- [GOAL] Switch every "set a pin" in the lines below to "place a marker". Leave everything else unchanged.

- [INFORMATION SHOWN]

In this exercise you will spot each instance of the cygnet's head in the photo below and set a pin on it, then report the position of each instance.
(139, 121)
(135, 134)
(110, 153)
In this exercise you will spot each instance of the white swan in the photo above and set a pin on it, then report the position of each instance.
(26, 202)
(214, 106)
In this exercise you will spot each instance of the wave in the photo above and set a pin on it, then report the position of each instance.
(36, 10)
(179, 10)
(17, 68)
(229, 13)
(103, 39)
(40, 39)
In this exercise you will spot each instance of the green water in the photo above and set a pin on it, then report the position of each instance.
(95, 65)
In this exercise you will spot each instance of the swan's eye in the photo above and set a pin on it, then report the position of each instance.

- [COMPLETED TASK]
In this exercise you will spot each instance of the cygnet's head in the photo below and place a marker on it, then report the position of each instance.
(139, 121)
(135, 134)
(110, 153)
In this exercise you will spot each instance of the white swan in the photo above and place a marker on it, then report the position of each instance.
(26, 202)
(214, 106)
In this exercise you will spot each instance of the wave in the photo above and place a marker on it, then report the position of each instance.
(36, 10)
(179, 10)
(17, 68)
(229, 13)
(103, 39)
(40, 39)
In this exercise you will spot each instance of the green water in the photo above and place a marker on it, then report the position of each instance.
(95, 65)
In this exercise you will spot each instance of the swan's eye in the photo above and place a marker on it, then report the position of each instance.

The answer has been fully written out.